## START Provided data

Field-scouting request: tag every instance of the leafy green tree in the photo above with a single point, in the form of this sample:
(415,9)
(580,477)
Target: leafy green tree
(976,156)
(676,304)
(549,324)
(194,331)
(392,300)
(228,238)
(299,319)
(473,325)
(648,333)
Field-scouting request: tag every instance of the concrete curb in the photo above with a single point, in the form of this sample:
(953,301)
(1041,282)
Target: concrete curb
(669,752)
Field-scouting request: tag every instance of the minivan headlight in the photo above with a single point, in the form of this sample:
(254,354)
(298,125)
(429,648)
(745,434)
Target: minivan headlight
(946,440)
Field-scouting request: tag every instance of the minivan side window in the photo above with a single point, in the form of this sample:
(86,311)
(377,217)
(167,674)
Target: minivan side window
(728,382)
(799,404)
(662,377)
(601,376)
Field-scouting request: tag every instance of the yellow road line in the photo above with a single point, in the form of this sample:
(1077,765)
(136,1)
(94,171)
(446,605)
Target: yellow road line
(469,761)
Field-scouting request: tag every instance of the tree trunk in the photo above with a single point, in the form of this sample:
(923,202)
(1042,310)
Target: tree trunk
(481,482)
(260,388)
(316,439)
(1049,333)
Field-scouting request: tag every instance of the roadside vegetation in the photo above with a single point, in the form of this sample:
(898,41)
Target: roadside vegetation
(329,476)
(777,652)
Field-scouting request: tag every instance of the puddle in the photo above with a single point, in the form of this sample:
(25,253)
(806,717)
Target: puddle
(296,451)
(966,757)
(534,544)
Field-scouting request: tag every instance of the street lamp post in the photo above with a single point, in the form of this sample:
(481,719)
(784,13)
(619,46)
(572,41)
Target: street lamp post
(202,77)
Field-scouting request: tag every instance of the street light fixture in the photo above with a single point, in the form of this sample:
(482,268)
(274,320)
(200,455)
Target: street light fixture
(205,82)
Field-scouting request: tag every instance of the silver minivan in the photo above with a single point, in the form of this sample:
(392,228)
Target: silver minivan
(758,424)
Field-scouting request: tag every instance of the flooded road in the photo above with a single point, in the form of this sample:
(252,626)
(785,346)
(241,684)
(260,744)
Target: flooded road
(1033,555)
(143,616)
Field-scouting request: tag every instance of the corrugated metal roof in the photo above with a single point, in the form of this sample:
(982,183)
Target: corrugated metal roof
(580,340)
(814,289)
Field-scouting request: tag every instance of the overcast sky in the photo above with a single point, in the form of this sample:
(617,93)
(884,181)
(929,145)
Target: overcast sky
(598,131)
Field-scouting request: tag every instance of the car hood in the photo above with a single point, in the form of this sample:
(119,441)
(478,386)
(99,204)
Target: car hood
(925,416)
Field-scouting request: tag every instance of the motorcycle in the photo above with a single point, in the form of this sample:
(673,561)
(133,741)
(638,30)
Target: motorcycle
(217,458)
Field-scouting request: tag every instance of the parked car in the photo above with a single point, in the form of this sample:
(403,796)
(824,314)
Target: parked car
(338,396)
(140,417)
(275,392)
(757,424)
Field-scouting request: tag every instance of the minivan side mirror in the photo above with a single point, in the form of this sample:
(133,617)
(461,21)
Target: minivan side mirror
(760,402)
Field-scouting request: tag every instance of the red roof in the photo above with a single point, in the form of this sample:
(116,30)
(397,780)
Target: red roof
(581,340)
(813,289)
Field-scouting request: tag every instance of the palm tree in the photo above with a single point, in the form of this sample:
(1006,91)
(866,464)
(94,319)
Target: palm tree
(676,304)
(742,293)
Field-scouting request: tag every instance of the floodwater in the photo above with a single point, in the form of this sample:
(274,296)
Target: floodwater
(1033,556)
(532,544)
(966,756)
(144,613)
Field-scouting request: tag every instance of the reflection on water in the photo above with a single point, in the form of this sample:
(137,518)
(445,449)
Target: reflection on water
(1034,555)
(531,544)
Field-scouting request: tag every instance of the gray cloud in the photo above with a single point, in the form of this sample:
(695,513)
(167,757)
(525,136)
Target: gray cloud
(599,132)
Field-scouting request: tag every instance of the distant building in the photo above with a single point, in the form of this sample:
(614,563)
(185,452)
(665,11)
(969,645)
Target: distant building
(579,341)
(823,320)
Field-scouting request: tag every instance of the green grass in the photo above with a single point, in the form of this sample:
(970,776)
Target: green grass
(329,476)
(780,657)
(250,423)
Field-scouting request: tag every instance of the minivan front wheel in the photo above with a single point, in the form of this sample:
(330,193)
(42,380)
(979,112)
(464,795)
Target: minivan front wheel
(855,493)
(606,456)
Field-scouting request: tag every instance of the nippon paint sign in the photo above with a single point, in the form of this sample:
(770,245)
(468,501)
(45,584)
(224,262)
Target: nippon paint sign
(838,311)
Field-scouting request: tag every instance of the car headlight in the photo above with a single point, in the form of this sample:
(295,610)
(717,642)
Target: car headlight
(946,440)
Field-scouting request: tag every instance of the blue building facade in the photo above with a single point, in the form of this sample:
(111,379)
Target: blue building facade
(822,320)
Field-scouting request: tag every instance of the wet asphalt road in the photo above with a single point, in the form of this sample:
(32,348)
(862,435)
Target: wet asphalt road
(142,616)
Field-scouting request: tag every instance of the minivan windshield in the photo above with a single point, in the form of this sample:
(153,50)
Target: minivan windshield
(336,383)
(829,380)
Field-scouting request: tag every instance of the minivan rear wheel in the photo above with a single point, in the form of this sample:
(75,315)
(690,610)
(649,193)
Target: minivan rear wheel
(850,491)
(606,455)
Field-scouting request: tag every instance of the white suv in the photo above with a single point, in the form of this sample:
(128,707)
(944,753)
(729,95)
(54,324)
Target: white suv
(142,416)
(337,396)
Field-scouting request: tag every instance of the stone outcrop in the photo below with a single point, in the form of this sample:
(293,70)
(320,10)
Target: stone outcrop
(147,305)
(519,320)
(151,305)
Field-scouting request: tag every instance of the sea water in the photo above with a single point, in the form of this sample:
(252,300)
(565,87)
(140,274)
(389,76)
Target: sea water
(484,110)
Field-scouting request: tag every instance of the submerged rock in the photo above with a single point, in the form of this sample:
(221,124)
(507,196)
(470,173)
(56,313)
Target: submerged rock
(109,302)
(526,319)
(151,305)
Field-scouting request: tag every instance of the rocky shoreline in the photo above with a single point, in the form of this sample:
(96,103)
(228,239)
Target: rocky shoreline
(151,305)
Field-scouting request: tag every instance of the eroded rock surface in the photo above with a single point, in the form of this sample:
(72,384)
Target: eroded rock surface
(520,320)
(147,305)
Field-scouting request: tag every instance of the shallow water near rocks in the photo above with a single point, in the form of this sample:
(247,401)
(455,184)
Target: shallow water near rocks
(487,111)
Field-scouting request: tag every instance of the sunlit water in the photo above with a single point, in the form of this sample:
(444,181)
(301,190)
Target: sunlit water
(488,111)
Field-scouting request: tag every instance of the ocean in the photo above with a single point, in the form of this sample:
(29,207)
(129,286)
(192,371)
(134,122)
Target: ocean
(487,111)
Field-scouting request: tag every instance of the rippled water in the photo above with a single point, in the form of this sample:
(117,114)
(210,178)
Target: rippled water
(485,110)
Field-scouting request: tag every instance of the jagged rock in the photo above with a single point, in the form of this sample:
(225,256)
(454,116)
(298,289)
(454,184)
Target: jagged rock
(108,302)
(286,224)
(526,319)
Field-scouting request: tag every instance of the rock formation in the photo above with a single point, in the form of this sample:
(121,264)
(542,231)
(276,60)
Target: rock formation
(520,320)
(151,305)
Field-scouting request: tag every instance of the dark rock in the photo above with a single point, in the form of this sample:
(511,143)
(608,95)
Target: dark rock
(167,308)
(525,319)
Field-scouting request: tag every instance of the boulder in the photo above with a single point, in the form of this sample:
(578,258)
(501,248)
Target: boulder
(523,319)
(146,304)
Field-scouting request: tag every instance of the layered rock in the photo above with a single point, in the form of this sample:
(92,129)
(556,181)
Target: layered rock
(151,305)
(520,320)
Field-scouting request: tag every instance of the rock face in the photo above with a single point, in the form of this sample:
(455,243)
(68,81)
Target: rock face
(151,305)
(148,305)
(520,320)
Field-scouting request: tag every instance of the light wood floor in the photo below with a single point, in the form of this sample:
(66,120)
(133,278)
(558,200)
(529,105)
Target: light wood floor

## END Provided data

Task » Extract the closing run of lines, starting with the one containing "Field-scouting request: tag every instance of the rippled" and ending at the last, exactly as written.

The completed task »
Field-scouting request: tag every instance of the rippled water in the photo above with a single point, in the form of this sample:
(117,114)
(210,178)
Target: rippled water
(485,110)
Field-scouting request: tag every instance of the jagged rock in the photo above with a single point, in the form of this sample:
(225,256)
(454,116)
(298,289)
(454,184)
Target: jagged rock
(108,302)
(286,224)
(526,319)
Field-scouting request: tag every instance of the rock formation in the photo above with a single point, in the form of this sample:
(121,264)
(542,231)
(276,60)
Target: rock formation
(520,320)
(151,305)
Field-scouting request: tag every instance of the dark rock in the photo above with a single point, in the form of this sample:
(511,143)
(608,95)
Target: dark rock
(167,308)
(525,319)
Field-scouting request: tag every instance of the boulder in the photo above with a single point, in the form of this sample:
(578,258)
(501,248)
Target: boulder
(523,319)
(146,304)
Field-scouting request: tag every instance of the layered rock in the photo above with a single point, in the form of this sample:
(92,129)
(556,181)
Target: layered rock
(151,305)
(520,320)
Field-scouting request: tag every instance of the rock face in the photo above with a single point, in the form of this sample:
(455,243)
(68,81)
Target: rock face
(151,305)
(148,305)
(520,320)
Field-scouting request: tag every instance of the light wood floor in the photo below with a single point, in the form of this sample:
(66,120)
(133,278)
(558,200)
(529,105)
Target: light wood floor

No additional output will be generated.